Problem statement: Consider the material that follows. How many of its lines contain "sailboat"? Reply with the number alone.

Information given:
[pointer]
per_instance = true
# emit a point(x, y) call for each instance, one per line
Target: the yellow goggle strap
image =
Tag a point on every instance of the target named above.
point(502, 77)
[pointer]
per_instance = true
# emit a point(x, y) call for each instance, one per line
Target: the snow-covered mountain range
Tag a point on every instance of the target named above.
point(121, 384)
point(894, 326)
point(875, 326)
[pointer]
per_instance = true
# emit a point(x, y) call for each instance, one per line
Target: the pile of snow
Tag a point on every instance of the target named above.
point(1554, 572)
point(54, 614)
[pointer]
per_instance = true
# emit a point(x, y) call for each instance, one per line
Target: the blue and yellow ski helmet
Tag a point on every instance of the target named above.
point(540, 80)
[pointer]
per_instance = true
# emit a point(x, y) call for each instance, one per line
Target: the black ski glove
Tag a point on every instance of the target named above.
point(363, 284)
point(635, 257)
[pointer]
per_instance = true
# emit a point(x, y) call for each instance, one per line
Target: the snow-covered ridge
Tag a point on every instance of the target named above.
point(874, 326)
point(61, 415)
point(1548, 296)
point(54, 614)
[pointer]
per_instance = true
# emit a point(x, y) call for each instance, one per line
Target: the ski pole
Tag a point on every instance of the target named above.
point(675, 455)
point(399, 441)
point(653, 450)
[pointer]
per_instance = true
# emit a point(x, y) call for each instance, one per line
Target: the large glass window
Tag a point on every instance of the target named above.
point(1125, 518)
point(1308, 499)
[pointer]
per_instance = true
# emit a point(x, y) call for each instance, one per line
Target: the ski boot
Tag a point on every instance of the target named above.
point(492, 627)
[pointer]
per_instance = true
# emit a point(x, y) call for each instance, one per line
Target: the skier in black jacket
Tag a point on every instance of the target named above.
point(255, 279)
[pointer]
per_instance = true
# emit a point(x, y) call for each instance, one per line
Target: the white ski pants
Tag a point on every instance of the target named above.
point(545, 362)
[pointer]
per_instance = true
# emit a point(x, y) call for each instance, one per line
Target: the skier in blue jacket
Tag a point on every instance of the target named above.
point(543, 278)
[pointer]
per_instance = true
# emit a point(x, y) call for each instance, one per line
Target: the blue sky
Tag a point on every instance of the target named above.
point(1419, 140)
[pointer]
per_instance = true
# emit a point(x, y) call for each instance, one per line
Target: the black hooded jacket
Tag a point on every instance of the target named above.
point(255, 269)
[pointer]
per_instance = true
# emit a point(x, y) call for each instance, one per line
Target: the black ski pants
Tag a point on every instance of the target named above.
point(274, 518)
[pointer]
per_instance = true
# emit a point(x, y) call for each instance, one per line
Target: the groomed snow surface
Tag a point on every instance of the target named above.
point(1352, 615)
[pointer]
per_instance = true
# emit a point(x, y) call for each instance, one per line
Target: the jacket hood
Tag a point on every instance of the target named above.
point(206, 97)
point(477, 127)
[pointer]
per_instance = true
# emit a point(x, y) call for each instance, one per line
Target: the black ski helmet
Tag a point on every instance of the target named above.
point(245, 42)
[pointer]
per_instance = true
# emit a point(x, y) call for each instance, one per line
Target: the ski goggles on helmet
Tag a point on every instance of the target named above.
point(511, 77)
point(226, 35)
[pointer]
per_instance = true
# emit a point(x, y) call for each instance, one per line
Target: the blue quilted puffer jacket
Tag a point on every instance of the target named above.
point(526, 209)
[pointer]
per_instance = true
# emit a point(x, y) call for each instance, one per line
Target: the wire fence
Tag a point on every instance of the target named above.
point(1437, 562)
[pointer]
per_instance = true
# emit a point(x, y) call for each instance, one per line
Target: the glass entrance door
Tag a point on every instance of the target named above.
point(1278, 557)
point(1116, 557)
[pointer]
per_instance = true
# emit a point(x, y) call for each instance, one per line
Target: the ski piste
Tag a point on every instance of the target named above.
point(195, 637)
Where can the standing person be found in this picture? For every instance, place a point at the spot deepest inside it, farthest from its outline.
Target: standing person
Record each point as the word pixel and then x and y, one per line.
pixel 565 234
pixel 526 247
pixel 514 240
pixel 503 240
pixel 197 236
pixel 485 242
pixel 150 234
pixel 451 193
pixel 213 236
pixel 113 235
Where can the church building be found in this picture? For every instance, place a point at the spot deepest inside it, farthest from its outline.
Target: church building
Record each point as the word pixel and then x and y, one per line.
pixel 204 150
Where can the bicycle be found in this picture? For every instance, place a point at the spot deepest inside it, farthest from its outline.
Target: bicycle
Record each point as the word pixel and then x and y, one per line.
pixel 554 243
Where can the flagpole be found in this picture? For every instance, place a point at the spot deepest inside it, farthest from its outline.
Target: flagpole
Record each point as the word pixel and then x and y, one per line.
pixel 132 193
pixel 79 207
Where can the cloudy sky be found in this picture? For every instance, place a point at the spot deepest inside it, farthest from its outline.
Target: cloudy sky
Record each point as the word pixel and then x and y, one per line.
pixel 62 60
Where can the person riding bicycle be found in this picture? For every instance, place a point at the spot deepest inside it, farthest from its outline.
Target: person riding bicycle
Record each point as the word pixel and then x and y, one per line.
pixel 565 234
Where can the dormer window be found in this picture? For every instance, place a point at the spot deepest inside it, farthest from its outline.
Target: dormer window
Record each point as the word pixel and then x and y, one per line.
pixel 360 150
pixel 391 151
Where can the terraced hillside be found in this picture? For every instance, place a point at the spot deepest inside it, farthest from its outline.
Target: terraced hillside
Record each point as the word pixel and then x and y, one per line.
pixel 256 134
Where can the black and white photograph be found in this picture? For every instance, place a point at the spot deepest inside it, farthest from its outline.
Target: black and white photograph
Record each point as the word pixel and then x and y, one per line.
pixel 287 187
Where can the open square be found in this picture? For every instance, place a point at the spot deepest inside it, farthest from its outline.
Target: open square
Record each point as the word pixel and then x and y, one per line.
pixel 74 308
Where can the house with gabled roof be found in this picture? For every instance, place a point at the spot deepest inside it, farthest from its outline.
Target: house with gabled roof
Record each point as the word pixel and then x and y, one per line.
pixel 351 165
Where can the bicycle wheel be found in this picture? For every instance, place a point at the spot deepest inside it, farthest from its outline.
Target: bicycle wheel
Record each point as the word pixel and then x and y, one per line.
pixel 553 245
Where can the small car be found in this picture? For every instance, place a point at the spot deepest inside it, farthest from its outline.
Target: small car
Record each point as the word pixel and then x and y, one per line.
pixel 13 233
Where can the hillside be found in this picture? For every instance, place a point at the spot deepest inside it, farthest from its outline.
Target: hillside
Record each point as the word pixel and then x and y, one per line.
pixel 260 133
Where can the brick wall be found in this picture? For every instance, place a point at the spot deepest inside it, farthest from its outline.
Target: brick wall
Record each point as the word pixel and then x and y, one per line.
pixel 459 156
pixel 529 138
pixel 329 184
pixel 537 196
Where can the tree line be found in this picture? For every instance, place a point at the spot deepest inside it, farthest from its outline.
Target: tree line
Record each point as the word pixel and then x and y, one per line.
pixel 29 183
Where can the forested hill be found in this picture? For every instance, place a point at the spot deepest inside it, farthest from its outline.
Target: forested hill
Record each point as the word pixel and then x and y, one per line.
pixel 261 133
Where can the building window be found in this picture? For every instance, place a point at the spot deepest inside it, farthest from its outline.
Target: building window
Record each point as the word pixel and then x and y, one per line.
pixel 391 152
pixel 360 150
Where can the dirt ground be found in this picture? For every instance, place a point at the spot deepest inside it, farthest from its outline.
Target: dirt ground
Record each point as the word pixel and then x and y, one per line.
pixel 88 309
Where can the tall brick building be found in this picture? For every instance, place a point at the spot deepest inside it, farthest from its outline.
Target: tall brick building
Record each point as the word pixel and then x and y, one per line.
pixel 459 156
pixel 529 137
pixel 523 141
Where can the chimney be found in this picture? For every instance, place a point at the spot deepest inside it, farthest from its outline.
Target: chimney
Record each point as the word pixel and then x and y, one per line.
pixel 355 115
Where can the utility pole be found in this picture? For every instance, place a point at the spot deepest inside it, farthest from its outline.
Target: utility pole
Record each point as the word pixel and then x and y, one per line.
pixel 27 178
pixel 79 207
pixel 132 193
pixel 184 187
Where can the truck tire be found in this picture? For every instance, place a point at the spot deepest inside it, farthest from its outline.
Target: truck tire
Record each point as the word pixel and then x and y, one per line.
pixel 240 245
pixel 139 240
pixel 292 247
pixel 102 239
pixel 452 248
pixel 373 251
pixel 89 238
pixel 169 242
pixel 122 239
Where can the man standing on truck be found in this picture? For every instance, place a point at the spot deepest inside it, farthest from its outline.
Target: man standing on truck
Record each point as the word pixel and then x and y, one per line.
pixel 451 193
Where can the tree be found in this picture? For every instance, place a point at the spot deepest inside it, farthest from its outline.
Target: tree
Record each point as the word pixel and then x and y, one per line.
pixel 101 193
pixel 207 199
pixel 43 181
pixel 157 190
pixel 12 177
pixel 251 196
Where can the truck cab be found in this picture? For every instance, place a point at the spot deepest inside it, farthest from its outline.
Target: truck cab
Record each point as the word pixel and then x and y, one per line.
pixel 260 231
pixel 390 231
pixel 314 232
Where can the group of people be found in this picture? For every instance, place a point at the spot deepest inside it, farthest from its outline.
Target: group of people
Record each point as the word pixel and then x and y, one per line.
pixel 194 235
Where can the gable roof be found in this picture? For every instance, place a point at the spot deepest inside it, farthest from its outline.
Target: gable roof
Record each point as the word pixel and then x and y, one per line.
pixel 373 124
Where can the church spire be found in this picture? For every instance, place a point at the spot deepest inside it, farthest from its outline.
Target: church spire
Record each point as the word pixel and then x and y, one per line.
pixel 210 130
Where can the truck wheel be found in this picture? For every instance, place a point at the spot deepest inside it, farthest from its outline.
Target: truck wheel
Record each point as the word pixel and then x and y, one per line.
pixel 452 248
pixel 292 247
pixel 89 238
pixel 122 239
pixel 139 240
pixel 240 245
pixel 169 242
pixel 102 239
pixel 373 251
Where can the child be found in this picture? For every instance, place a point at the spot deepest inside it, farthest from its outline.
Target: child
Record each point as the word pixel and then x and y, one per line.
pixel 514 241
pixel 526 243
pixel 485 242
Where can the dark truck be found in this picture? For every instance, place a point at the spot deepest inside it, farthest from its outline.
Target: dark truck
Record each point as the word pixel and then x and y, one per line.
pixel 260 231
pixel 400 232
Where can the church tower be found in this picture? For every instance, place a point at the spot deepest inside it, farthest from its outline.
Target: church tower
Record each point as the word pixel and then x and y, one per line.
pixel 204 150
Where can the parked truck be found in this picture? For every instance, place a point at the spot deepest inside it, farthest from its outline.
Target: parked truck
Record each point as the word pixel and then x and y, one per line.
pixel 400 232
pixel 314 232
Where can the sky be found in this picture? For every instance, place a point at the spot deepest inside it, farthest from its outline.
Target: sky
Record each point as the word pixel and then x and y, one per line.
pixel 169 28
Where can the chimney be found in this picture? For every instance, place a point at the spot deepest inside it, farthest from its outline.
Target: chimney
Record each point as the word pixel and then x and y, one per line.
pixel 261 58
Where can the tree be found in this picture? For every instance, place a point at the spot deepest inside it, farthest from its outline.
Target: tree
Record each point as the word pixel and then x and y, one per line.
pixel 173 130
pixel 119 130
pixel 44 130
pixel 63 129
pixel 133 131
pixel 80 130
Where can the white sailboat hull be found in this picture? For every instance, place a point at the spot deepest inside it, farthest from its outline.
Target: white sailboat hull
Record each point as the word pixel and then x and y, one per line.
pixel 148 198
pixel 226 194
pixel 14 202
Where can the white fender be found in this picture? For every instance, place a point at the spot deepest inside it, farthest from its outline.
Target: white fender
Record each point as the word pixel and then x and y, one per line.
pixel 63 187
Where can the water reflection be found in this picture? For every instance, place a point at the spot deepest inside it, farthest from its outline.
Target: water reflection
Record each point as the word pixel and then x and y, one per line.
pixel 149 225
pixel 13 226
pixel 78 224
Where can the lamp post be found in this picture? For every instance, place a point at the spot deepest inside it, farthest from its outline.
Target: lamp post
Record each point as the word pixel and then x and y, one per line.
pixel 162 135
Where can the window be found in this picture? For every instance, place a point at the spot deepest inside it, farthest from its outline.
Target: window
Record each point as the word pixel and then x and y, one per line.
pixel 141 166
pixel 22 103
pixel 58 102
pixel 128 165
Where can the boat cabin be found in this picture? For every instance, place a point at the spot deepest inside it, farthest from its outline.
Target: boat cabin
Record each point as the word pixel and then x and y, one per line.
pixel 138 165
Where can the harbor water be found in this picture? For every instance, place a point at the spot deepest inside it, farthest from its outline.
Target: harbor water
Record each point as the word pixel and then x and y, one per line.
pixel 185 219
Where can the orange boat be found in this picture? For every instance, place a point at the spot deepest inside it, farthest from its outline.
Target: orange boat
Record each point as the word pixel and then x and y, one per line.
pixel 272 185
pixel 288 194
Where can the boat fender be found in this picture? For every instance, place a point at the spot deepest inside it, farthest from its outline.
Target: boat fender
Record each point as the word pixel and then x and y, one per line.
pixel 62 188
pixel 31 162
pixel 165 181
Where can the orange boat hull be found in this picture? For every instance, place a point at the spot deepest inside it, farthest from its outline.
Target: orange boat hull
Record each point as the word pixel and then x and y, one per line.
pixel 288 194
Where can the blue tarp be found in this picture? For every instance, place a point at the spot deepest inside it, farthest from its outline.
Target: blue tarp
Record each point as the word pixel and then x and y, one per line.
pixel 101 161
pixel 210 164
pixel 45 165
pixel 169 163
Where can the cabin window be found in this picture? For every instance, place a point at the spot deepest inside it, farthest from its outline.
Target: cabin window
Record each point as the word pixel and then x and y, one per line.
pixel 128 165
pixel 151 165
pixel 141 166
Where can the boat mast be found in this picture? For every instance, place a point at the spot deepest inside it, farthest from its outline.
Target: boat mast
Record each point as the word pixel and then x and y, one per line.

Response to this exercise: 2